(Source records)
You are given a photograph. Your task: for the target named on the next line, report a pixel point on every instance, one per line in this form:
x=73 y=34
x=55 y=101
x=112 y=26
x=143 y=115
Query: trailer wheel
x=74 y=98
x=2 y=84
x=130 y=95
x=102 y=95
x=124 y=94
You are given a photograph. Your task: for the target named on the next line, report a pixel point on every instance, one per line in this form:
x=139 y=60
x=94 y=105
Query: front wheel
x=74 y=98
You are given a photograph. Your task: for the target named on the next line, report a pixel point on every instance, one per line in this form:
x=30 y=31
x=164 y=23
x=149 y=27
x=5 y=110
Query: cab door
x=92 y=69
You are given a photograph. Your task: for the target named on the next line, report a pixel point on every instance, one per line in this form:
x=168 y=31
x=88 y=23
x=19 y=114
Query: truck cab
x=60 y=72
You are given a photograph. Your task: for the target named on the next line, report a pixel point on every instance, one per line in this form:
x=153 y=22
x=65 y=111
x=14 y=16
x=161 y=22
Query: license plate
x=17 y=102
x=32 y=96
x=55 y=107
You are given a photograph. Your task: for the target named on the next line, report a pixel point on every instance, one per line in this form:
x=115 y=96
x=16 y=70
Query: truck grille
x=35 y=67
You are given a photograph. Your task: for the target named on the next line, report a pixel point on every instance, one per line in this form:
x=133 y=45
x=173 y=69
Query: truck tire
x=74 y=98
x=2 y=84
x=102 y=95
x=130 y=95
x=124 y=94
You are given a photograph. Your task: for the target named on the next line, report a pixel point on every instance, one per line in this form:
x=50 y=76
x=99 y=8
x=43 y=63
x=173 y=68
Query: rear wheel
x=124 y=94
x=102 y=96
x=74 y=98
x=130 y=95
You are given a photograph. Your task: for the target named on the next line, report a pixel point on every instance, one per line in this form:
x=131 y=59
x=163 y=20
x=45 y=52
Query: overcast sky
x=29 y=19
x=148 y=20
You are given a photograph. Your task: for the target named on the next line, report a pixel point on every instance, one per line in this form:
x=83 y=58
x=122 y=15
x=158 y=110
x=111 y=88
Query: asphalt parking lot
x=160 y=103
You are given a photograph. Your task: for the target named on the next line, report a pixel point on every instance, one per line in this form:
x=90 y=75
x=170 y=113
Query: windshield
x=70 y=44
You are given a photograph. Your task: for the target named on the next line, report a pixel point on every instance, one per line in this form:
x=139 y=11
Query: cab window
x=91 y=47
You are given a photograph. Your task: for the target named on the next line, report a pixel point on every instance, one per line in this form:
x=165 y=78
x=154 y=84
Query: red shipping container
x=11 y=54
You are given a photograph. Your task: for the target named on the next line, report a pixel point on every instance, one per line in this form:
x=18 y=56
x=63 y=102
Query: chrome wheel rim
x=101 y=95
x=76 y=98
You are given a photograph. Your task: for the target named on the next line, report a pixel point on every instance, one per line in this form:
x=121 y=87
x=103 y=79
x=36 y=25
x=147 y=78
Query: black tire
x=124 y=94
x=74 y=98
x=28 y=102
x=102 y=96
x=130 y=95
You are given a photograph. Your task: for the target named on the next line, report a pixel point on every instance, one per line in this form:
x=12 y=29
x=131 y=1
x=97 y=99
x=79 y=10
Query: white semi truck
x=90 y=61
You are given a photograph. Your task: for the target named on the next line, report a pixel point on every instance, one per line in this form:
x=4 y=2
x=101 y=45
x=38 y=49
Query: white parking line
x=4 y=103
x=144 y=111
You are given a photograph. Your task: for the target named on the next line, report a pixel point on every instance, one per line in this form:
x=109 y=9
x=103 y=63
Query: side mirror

**YOUR TASK:**
All of the records must be repeated exactly.

**EXPECTED ANSWER:**
You are given a photograph. Your task: for the target named on the next line, report a pixel point on every instance, one per line in this form:
x=73 y=34
x=55 y=101
x=112 y=26
x=143 y=115
Query: trailer wheel
x=74 y=98
x=2 y=84
x=130 y=95
x=102 y=95
x=124 y=94
You are given a photograph. Your task: for the target named on the next line, report a pixel point on every instance, one per line in this form:
x=139 y=60
x=94 y=105
Query: front wheel
x=74 y=98
You are given a photograph. Your task: for the target named on the next line, report a pixel point on every instance, one per line in this form:
x=30 y=31
x=164 y=23
x=149 y=27
x=5 y=110
Query: cab door
x=92 y=69
You are given a photograph. Your task: for the target named on the next line, report a pixel point on every instance, one per line in this form:
x=168 y=31
x=88 y=23
x=19 y=114
Query: truck cab
x=60 y=72
You are given a photograph. Your task: for the target named on the next line, report a pixel point on every instance, one per line in this form:
x=153 y=22
x=65 y=111
x=14 y=16
x=161 y=22
Query: license plate
x=17 y=102
x=32 y=96
x=55 y=107
You are given a photograph. Your task: for the target named on the next line, report a pixel point on every instance, one per line in this form:
x=115 y=96
x=16 y=70
Query: truck grille
x=35 y=67
You are given a photograph. Your task: for the target named on the next line, report a pixel point on every instance, one per line in this form:
x=133 y=45
x=173 y=69
Query: truck tire
x=74 y=98
x=2 y=84
x=102 y=95
x=130 y=95
x=124 y=94
You are given a photograph. Your task: for the target named on the next line, report a pixel point on every instance, one per line in this form:
x=50 y=76
x=99 y=8
x=43 y=63
x=173 y=68
Query: rear wheel
x=124 y=94
x=102 y=96
x=74 y=98
x=130 y=95
You are given a photograph. Your task: for the target named on the next line, report a pixel point on every instance, one per line in this form:
x=131 y=59
x=163 y=20
x=45 y=52
Query: overcast sky
x=29 y=19
x=148 y=20
You are given a photograph. Your task: for the target named on the next line, report a pixel point on every instance, one per line in this form:
x=83 y=58
x=122 y=15
x=158 y=110
x=111 y=88
Query: asphalt parking lot
x=160 y=103
You are given a photograph. Your task: for the target named on the next line, report a pixel point on every instance, one per line in this form:
x=90 y=75
x=170 y=113
Query: windshield
x=70 y=44
You are given a photograph. Your task: for the target named on the next line, report a pixel point on every instance, one per line in this form:
x=139 y=11
Query: cab window
x=91 y=47
You are given a photograph. Your task: for the target named on the next line, report a pixel point on every instance, one per line in this form:
x=165 y=78
x=154 y=84
Query: red shipping container
x=11 y=54
You are given a photograph. Your task: for the target named on the next line, report a pixel point on every instance, one per line in this form:
x=18 y=56
x=63 y=102
Query: chrome wheel rim
x=101 y=95
x=76 y=98
You are given a photograph. Your task: for the target named on the next line, report a pixel point on every instance, one per line in this form:
x=121 y=87
x=103 y=79
x=36 y=25
x=147 y=78
Query: black tire
x=124 y=94
x=74 y=98
x=28 y=102
x=102 y=96
x=130 y=95
You are given a photograph. Your task: for the target named on the next line, report a pixel point on every instance, one per line in this form:
x=12 y=29
x=131 y=1
x=97 y=99
x=79 y=10
Query: white semi truck
x=90 y=61
You are given a photograph. Your task: for the target named on the next line, report a pixel point on every instance, one per line in this form:
x=4 y=2
x=101 y=45
x=38 y=49
Query: white parking line
x=4 y=103
x=144 y=111
You are given a photograph. Your task: for the target named on the next line, report a pixel point on every instance, one per line in this form:
x=109 y=9
x=103 y=63
Query: side mirror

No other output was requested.